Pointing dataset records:
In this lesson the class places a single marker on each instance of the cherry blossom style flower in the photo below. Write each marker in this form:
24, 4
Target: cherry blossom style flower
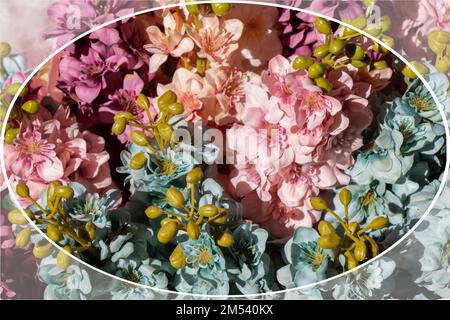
51, 147
172, 42
216, 39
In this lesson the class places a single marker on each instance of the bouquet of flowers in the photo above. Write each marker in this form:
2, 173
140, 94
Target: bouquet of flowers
216, 149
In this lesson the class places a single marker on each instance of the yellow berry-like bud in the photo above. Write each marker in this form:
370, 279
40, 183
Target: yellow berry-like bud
195, 175
220, 9
166, 99
119, 126
302, 62
378, 223
64, 192
178, 258
360, 251
175, 108
14, 88
31, 107
318, 203
11, 135
167, 231
321, 51
165, 131
22, 190
153, 212
5, 49
316, 70
353, 227
142, 101
225, 239
323, 26
350, 260
138, 161
208, 210
193, 230
337, 46
329, 241
323, 84
175, 198
345, 196
53, 233
139, 138
23, 238
42, 249
16, 217
326, 228
381, 64
63, 260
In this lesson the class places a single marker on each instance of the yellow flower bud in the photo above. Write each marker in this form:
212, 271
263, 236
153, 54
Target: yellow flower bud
225, 239
11, 135
22, 190
64, 192
54, 233
378, 223
31, 106
195, 175
175, 198
142, 101
16, 217
208, 210
351, 260
153, 212
165, 131
220, 9
63, 260
23, 238
178, 258
42, 249
175, 108
329, 241
138, 161
318, 203
193, 230
345, 196
14, 88
139, 138
5, 49
353, 227
168, 231
326, 228
360, 251
119, 126
166, 99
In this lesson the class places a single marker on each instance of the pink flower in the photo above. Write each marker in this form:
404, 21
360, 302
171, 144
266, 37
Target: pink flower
190, 89
217, 40
52, 147
172, 42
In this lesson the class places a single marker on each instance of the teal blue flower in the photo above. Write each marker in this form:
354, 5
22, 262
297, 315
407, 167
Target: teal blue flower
370, 201
418, 99
148, 273
248, 264
70, 284
381, 161
308, 263
86, 206
205, 270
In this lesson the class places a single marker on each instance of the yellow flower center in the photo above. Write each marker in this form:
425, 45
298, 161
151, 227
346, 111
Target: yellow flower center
167, 167
204, 257
368, 198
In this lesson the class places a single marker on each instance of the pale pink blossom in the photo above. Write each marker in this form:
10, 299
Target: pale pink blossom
172, 42
216, 39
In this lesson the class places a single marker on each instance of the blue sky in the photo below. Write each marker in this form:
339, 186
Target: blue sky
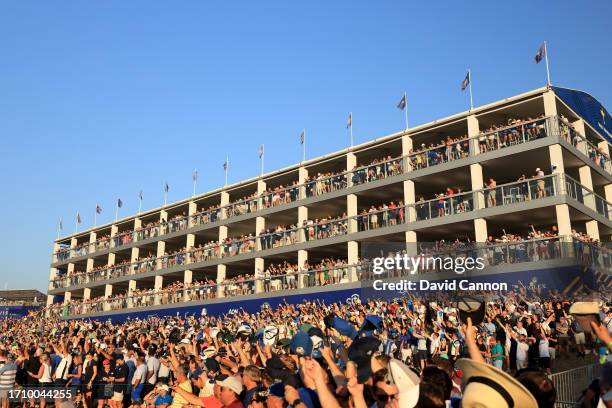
99, 100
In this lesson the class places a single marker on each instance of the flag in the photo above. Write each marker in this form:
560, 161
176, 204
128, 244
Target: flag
402, 104
540, 54
466, 81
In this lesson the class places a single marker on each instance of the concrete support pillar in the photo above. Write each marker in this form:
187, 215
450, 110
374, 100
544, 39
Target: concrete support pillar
73, 244
158, 285
353, 259
302, 217
411, 243
351, 212
188, 277
131, 289
473, 132
108, 293
302, 260
564, 223
224, 202
221, 270
592, 229
480, 229
92, 242
134, 257
351, 163
114, 232
407, 147
550, 103
259, 273
302, 178
587, 181
161, 251
409, 200
557, 166
477, 179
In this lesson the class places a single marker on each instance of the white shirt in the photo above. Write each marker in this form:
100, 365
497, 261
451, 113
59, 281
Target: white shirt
521, 351
140, 374
153, 365
62, 370
543, 348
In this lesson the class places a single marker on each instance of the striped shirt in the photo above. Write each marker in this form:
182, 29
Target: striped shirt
7, 375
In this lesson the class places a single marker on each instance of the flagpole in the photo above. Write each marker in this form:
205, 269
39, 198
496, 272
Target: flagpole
304, 147
547, 70
226, 168
195, 180
351, 128
406, 109
263, 152
470, 83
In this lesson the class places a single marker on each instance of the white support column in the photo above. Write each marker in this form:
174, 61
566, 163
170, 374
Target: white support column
302, 260
353, 258
580, 129
480, 230
407, 147
477, 180
411, 243
259, 273
161, 251
131, 289
158, 285
409, 200
586, 180
351, 212
224, 202
473, 133
302, 178
260, 222
108, 293
564, 224
592, 229
351, 163
92, 242
221, 271
550, 103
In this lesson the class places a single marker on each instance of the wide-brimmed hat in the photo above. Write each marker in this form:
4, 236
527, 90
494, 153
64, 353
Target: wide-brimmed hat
585, 313
471, 307
407, 382
485, 386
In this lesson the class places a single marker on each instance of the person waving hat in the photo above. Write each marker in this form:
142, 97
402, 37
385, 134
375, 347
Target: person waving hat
484, 386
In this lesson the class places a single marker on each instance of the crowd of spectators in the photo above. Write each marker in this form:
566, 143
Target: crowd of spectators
412, 351
596, 153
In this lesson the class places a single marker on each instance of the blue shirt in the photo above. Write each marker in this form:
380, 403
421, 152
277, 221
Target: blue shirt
160, 400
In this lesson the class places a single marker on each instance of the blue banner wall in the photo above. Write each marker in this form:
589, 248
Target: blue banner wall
589, 108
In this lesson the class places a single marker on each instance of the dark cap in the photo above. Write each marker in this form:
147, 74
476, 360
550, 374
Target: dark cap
360, 352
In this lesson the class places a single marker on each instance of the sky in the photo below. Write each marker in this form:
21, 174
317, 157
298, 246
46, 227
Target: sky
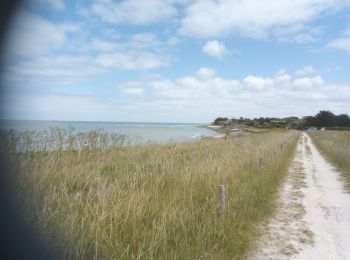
176, 60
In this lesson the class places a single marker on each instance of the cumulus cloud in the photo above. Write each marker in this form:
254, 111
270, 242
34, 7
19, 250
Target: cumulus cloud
205, 95
34, 35
342, 43
252, 18
55, 4
133, 11
308, 70
131, 60
206, 73
215, 49
41, 52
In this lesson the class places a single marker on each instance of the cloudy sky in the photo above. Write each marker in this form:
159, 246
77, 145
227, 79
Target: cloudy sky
176, 60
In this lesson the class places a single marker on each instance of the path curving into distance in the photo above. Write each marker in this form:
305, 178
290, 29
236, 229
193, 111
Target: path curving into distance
313, 218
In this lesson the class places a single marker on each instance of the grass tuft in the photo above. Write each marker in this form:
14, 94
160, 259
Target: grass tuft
154, 201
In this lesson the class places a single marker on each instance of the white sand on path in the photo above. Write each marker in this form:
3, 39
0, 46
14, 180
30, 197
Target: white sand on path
313, 218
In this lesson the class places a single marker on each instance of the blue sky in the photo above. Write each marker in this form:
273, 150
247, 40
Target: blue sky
176, 60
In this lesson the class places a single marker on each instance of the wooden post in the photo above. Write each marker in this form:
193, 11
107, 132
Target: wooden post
261, 165
222, 199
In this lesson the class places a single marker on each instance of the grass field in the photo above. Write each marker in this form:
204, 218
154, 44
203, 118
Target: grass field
335, 145
154, 201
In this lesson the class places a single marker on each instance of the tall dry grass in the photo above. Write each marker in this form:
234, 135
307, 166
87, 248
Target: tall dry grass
153, 201
335, 145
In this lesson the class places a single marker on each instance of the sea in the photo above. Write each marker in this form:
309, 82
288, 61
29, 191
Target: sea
143, 132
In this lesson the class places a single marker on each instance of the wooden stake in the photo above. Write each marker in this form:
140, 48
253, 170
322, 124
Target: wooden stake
222, 199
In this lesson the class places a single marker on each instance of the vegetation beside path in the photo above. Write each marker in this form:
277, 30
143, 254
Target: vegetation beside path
335, 145
154, 201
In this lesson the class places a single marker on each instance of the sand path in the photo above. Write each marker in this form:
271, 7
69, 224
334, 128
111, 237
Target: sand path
313, 219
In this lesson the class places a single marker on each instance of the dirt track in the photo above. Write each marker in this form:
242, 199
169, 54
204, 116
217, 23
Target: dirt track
313, 219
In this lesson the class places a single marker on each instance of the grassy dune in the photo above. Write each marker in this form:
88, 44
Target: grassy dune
335, 145
154, 201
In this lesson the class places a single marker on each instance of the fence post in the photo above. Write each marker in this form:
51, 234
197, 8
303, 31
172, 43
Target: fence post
222, 199
261, 165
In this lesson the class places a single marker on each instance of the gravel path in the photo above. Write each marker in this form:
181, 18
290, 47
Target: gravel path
313, 219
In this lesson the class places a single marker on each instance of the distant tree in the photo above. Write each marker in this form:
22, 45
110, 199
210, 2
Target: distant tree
325, 119
342, 120
220, 120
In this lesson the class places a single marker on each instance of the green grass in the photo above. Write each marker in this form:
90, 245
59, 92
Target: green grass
154, 201
335, 145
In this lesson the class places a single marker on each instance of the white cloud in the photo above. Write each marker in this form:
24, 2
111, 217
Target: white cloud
133, 11
204, 96
257, 83
307, 82
252, 18
58, 5
33, 35
340, 44
215, 49
205, 73
308, 70
131, 60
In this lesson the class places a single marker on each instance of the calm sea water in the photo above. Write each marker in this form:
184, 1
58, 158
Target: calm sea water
144, 132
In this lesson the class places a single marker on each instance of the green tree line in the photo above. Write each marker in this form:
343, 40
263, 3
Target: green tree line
323, 118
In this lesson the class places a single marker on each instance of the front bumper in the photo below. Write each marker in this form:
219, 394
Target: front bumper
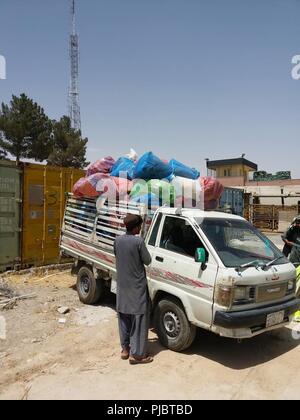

● What is asked
Collect every line in the data above that contains the string "vegetation".

● Finished answer
In this lesson the class places a single marker on each instance of the vegetation beside path in the photo above. Write each marker in this form:
Target: vegetation beside path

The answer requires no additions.